**Work to complete:**
**1)** Using the report on the NEMBC conference speeches, answer the following:
(a) Why was Mitch Fifeld's contribution delivered as a video?
(b) Which seat does Stephen Jones now hold?
(c) What percentage of people agreed that multiculturalism is good for Australia, according to Zed Seselijia?
**2)** Carry on the report on the NEMBC conference speeches, starting after its final sentence.

**Excerpt to read:**

To start the morning following the welcome to country, five political speakers gave their thanks to the NEMBC as well as their viewpoint on Australia’s multicultural characteristics.
First was a video from Mitch Fifeld, the minister for communications, as he could not be present at the conference. He discussed how Australia is the most successful multicultural nation in the world, and how the media plays a role in how attitudes are shaped in Australia’s ethnic communities. More importantly though, he wishes to promote diversity within the media in order to reflect this unique level of diversity Australia holds.
Stephen Jones, shadow minister for regional communication, stated how community ethnic radio reaches every home and community throughout Australia. He made a symbolic reference to his new position holding the Whitlam seat and discussed how the Australian former prime minister fought hard against racism and for multiculturalism. With this said, he made it known that parliamentary leaders support the actions of community ethnic radio in the ways it supports multicultural Australia.
Senator Zed Seselijia, assistant minister for social services and multicultural affairs, gave us an impressive statistical viewpoint providing impressive evidence for the unity and diversity seen within Australian communities. He stated that 45% of Australian citizens come from overseas or have a parent who has come from overseas whilst 84% agreed that multiculturalism is good for Australia. This national identity representing multiculturalism was said to work hand in hand with community radio, as it plays a ‘vital role in its ongoing development’.

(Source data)
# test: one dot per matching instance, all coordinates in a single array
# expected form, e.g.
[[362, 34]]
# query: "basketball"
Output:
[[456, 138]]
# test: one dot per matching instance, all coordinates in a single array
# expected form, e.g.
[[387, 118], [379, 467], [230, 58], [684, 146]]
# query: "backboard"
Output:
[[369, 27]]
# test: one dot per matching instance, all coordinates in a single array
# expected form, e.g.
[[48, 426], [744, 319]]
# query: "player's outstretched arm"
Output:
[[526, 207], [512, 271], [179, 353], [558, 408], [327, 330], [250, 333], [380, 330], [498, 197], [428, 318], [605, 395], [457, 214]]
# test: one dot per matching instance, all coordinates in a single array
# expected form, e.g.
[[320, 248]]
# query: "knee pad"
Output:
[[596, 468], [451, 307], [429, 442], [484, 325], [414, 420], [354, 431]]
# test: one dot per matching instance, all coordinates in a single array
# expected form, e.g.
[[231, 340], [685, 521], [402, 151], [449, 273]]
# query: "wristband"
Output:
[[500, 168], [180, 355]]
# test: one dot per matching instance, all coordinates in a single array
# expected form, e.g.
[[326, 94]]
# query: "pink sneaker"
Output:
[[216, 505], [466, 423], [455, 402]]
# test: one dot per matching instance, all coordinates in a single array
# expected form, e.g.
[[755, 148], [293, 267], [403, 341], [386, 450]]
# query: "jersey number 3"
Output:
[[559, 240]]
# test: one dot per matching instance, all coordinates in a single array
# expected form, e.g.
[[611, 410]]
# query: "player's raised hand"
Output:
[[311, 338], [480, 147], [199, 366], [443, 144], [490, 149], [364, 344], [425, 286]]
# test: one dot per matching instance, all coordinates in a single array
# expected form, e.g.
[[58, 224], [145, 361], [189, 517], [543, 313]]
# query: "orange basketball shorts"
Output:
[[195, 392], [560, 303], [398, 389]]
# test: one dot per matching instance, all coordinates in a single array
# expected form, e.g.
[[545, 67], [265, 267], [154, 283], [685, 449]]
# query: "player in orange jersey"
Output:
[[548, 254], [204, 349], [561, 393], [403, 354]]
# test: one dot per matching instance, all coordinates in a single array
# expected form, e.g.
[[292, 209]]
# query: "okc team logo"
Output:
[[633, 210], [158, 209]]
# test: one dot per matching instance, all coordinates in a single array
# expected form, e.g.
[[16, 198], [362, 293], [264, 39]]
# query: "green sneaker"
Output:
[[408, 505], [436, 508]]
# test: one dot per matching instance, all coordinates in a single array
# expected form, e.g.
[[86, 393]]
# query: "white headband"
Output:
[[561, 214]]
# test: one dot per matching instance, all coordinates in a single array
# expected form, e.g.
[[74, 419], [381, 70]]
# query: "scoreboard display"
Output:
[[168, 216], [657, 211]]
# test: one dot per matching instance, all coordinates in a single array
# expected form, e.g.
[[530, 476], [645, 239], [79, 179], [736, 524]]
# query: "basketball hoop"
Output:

**Answers to each task:**
**1)**
(a) He could not be present at the conference.
(b) The Whitlam seat.
(c) 84%.

**2)**
Sam Daysari was here representing shadow minister for citizenship and multicultural Australia made it clear that we knew the facts, but questioned what they represented. He discussed how when people come to this country they can maintain their identity and culture whilst not having it conflict with universal values. He stressed that there will, however, always be a form of politics surrounding fear and division but countered this by pointing out that migration actually creates jobs, opportunities and is a key part in what makes Australia great.
Lastly was Doctor Richard Di Natale, leader of Australian greens, who also was not with us so provided a video of his speech, which largely surrounded a great deal of humbling support from the greens towards community and ethnic broadcasting in Australia, in saying that they will do anything possible to oppose racial discrimination. The implications of a lack in diversity was discussed as vital, in that it can distort how we view ourselves. He made it important that we do not support this toxic debate surrounding innocent people seeking asylum in this country
Thank you to all of them for attending todays conference.